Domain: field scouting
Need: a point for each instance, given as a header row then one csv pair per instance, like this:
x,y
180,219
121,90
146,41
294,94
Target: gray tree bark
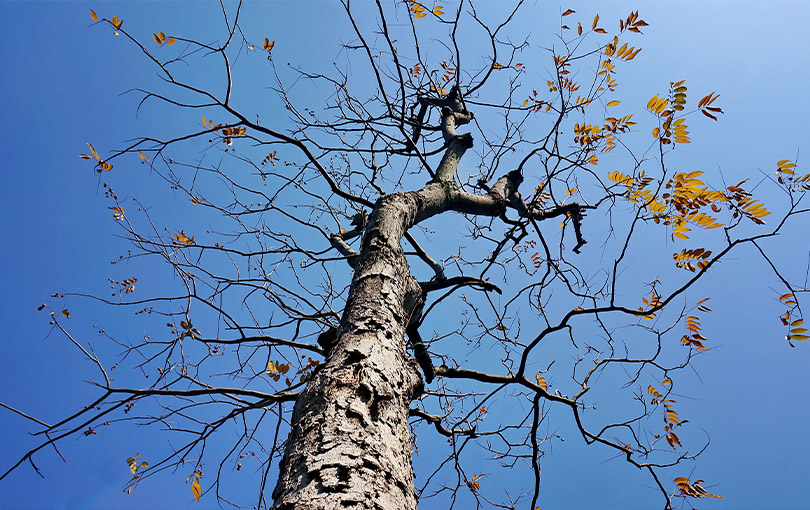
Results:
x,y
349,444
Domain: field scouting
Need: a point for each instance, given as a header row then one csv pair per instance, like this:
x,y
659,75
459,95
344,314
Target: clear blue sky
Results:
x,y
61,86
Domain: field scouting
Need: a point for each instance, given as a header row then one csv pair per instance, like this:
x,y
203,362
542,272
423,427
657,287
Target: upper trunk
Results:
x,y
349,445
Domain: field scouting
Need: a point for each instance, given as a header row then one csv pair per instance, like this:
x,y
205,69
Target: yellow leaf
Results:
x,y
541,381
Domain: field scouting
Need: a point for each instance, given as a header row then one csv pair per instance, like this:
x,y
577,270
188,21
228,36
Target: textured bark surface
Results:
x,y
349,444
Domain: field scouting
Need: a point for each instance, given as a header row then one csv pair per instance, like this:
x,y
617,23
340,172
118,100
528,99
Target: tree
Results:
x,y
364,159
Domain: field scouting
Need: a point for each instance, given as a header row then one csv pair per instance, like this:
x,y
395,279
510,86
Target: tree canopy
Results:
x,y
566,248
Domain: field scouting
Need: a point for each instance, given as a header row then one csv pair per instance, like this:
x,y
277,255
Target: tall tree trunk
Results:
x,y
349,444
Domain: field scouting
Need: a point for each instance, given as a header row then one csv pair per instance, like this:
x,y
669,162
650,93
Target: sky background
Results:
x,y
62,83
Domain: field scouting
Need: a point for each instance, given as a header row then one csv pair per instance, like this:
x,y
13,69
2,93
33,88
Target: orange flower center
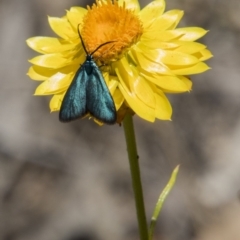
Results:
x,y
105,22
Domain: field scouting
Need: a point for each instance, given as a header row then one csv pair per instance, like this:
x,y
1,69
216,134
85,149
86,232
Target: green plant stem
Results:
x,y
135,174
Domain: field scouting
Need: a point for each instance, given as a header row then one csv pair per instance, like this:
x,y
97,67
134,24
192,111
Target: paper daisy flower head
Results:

----------

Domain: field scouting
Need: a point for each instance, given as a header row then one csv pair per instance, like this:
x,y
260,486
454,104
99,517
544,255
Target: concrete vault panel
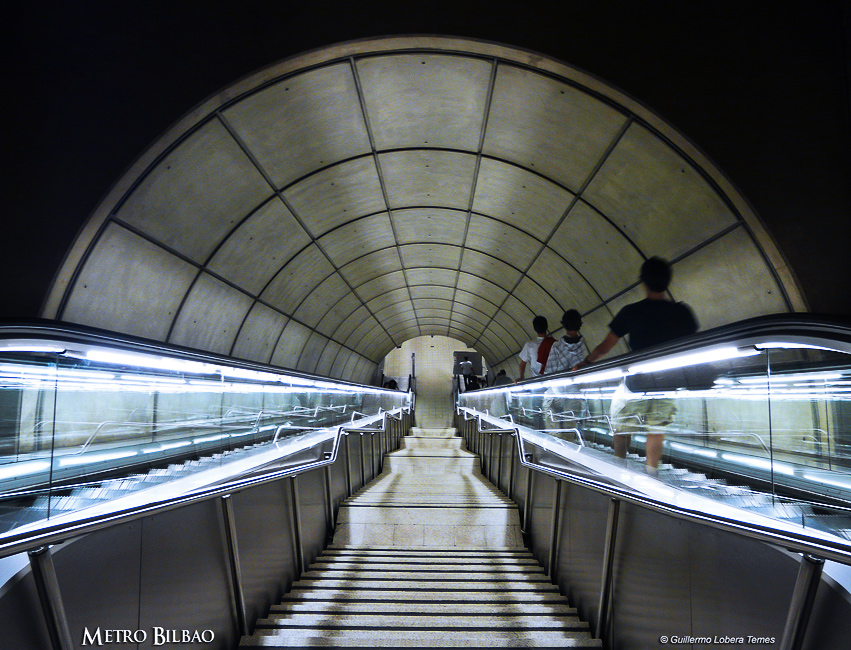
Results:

----------

Required task:
Pull out every line from the rows above that includes the word "flower", and copy each of those lines in full.

Reply:
Target: orange flower center
Target: paper daisy flower head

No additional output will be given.